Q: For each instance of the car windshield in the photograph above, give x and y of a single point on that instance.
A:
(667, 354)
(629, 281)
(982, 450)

==============================

(Exercise prompt):
The answer must be the full listing, repeated word for word.

(Answer for this exercise):
Q: For each instance of the car windshield in the photograph above, give x and y of a single point on that instance.
A:
(667, 354)
(629, 281)
(982, 450)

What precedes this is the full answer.